▶ _THE EXERCISE_
In the note on indexing multidimensional arrays, reproduce word for word everything from "Similar to their" down to "case it’s 17).".

Elements in a multidimensional array are accessed in like so:

array[rowNumber - 1][columnNumber - 1];

Similar to their single dimension counterparts, the first row is at index 0, the nth row is at index n-1, and the last row is at index firstDim - 1. This is the same for the columns too.

Consider this example of a three-by-three matrix of integers:

int mat[][3] = {{19, 6, 7}, {20, 3, 17}, {16, 13, 10}};

To access the element on the second row and third column, we write mat[1][2] (in this case it’s 17).

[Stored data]
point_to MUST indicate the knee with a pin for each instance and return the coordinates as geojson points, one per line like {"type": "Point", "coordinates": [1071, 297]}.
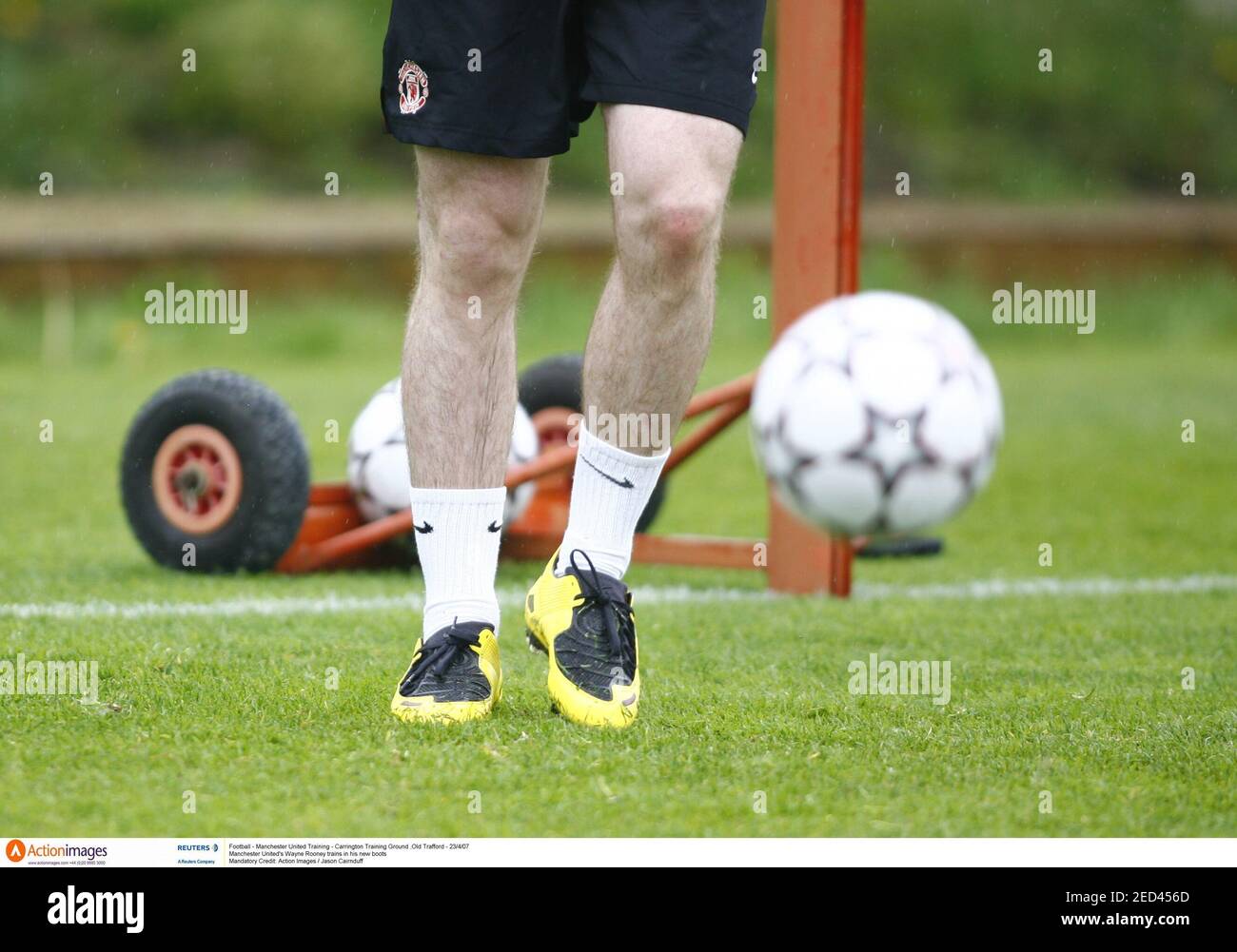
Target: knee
{"type": "Point", "coordinates": [672, 229]}
{"type": "Point", "coordinates": [478, 250]}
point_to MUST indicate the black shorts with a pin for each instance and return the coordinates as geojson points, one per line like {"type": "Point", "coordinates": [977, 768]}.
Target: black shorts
{"type": "Point", "coordinates": [518, 77]}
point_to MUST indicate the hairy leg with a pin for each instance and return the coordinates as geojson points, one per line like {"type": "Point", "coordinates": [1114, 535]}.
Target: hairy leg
{"type": "Point", "coordinates": [479, 219]}
{"type": "Point", "coordinates": [651, 332]}
{"type": "Point", "coordinates": [652, 329]}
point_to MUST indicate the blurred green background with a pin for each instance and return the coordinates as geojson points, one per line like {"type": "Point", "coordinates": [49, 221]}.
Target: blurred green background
{"type": "Point", "coordinates": [285, 90]}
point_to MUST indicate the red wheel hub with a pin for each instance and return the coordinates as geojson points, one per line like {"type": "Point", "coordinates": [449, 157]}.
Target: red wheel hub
{"type": "Point", "coordinates": [197, 478]}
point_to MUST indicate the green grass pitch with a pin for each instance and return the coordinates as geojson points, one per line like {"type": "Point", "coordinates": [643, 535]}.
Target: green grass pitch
{"type": "Point", "coordinates": [1071, 692]}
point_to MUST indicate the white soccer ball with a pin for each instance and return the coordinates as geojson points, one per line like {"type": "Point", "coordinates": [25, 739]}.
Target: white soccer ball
{"type": "Point", "coordinates": [378, 457]}
{"type": "Point", "coordinates": [876, 413]}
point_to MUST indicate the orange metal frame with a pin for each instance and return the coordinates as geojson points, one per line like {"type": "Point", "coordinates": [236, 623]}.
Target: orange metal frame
{"type": "Point", "coordinates": [816, 184]}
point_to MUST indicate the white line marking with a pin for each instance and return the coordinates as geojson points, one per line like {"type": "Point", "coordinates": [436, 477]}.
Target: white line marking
{"type": "Point", "coordinates": [332, 604]}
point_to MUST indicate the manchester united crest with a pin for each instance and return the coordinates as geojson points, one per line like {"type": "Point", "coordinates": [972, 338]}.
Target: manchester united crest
{"type": "Point", "coordinates": [413, 87]}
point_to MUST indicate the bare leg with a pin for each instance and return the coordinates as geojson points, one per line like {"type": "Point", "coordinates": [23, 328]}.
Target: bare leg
{"type": "Point", "coordinates": [652, 329]}
{"type": "Point", "coordinates": [479, 221]}
{"type": "Point", "coordinates": [651, 332]}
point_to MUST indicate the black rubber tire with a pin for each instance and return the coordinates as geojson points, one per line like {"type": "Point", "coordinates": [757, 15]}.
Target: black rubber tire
{"type": "Point", "coordinates": [275, 465]}
{"type": "Point", "coordinates": [558, 381]}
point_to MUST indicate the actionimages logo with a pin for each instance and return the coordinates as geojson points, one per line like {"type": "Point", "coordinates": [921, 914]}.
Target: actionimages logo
{"type": "Point", "coordinates": [97, 909]}
{"type": "Point", "coordinates": [16, 849]}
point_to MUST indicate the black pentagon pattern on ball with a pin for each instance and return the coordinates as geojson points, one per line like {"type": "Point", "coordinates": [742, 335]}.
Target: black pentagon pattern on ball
{"type": "Point", "coordinates": [927, 457]}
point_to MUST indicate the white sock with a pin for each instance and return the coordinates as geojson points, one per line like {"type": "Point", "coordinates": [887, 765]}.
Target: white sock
{"type": "Point", "coordinates": [609, 493]}
{"type": "Point", "coordinates": [458, 534]}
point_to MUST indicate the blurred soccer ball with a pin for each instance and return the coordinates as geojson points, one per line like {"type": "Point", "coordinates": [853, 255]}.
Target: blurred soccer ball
{"type": "Point", "coordinates": [876, 413]}
{"type": "Point", "coordinates": [378, 458]}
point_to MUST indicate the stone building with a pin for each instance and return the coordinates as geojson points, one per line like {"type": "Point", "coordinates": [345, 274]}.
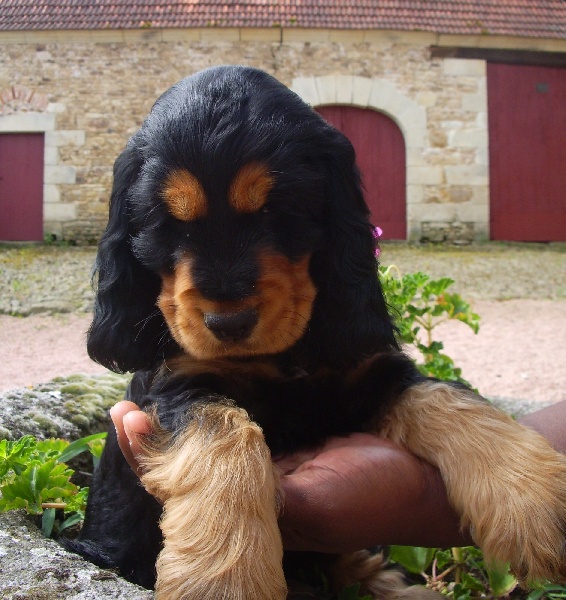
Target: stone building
{"type": "Point", "coordinates": [470, 143]}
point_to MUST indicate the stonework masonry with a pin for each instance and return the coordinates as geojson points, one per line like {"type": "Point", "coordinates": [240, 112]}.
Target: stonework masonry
{"type": "Point", "coordinates": [90, 90]}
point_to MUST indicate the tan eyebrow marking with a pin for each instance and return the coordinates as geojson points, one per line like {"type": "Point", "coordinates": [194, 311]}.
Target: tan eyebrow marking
{"type": "Point", "coordinates": [250, 188]}
{"type": "Point", "coordinates": [184, 196]}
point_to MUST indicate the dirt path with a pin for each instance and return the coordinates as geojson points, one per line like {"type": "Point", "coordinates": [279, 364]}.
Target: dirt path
{"type": "Point", "coordinates": [519, 353]}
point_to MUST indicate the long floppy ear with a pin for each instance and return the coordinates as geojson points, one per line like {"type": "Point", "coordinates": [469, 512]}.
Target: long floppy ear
{"type": "Point", "coordinates": [127, 330]}
{"type": "Point", "coordinates": [350, 316]}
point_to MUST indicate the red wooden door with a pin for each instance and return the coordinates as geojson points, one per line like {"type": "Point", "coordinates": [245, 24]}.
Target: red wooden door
{"type": "Point", "coordinates": [380, 154]}
{"type": "Point", "coordinates": [21, 187]}
{"type": "Point", "coordinates": [527, 148]}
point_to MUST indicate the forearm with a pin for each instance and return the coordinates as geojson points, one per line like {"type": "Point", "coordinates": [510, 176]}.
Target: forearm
{"type": "Point", "coordinates": [551, 423]}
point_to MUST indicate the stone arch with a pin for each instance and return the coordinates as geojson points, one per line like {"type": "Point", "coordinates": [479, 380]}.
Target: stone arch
{"type": "Point", "coordinates": [19, 98]}
{"type": "Point", "coordinates": [384, 96]}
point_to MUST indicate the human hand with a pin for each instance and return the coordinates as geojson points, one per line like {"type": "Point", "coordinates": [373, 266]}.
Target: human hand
{"type": "Point", "coordinates": [360, 491]}
{"type": "Point", "coordinates": [354, 492]}
{"type": "Point", "coordinates": [130, 422]}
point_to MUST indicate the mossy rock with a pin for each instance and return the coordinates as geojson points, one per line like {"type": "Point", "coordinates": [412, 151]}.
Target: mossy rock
{"type": "Point", "coordinates": [67, 407]}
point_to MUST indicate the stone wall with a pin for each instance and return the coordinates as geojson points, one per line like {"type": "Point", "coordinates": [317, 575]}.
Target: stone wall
{"type": "Point", "coordinates": [96, 87]}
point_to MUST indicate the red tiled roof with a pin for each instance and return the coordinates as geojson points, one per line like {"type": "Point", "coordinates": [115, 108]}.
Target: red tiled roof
{"type": "Point", "coordinates": [535, 18]}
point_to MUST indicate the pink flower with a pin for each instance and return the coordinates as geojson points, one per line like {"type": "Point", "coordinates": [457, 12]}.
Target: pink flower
{"type": "Point", "coordinates": [377, 233]}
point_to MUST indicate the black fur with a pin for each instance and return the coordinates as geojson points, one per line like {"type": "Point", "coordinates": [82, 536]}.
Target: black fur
{"type": "Point", "coordinates": [212, 124]}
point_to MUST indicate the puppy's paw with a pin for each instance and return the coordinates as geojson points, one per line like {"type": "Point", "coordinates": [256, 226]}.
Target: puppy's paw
{"type": "Point", "coordinates": [519, 514]}
{"type": "Point", "coordinates": [505, 480]}
{"type": "Point", "coordinates": [219, 493]}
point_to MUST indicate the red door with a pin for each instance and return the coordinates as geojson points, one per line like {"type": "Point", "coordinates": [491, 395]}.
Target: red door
{"type": "Point", "coordinates": [380, 154]}
{"type": "Point", "coordinates": [527, 148]}
{"type": "Point", "coordinates": [21, 187]}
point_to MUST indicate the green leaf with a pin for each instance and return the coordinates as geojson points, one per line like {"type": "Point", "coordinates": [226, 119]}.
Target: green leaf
{"type": "Point", "coordinates": [414, 558]}
{"type": "Point", "coordinates": [501, 581]}
{"type": "Point", "coordinates": [471, 583]}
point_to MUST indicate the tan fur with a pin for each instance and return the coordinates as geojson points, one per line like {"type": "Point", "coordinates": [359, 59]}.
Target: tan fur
{"type": "Point", "coordinates": [219, 492]}
{"type": "Point", "coordinates": [283, 299]}
{"type": "Point", "coordinates": [369, 570]}
{"type": "Point", "coordinates": [250, 188]}
{"type": "Point", "coordinates": [184, 196]}
{"type": "Point", "coordinates": [504, 479]}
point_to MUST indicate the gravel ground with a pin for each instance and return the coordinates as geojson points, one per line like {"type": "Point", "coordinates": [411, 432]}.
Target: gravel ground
{"type": "Point", "coordinates": [518, 290]}
{"type": "Point", "coordinates": [53, 279]}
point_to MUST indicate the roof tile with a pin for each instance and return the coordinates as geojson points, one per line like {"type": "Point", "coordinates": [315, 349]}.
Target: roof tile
{"type": "Point", "coordinates": [543, 18]}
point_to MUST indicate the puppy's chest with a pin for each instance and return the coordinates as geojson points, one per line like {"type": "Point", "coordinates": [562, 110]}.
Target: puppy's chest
{"type": "Point", "coordinates": [297, 410]}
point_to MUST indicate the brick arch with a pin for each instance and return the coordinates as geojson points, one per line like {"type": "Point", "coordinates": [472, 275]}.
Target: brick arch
{"type": "Point", "coordinates": [383, 96]}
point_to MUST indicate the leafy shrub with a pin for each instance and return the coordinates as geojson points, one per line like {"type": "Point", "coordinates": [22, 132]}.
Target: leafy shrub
{"type": "Point", "coordinates": [34, 476]}
{"type": "Point", "coordinates": [420, 305]}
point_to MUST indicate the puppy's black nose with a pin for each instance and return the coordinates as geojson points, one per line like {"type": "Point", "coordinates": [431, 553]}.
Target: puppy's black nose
{"type": "Point", "coordinates": [233, 326]}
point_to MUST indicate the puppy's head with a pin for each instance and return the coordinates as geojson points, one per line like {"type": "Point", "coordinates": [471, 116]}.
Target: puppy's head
{"type": "Point", "coordinates": [237, 228]}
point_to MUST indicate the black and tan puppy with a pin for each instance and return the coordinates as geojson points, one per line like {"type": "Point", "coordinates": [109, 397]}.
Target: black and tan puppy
{"type": "Point", "coordinates": [237, 278]}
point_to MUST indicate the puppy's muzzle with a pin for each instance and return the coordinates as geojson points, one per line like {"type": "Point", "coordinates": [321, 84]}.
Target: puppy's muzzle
{"type": "Point", "coordinates": [232, 326]}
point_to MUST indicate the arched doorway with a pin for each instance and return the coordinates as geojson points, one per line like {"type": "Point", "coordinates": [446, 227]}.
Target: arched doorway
{"type": "Point", "coordinates": [381, 157]}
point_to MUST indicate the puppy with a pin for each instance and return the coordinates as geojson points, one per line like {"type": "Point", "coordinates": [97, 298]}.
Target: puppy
{"type": "Point", "coordinates": [237, 278]}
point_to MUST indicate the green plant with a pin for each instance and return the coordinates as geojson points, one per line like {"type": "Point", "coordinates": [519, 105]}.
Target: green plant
{"type": "Point", "coordinates": [34, 476]}
{"type": "Point", "coordinates": [457, 573]}
{"type": "Point", "coordinates": [421, 305]}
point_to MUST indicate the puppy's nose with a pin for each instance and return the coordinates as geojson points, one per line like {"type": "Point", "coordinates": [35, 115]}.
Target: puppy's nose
{"type": "Point", "coordinates": [232, 326]}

▶ _ANSWER FOR THIS EXERCISE_
Similar to their single dimension counterparts, the first row is at index 0, the nth row is at index n-1, and the last row is at index firstDim - 1. This is the same for the columns too.

Consider this example of a three-by-three matrix of integers:

int mat[][3] = {{19, 6, 7}, {20, 3, 17}, {16, 13, 10}};

To access the element on the second row and third column, we write mat[1][2] (in this case it’s 17).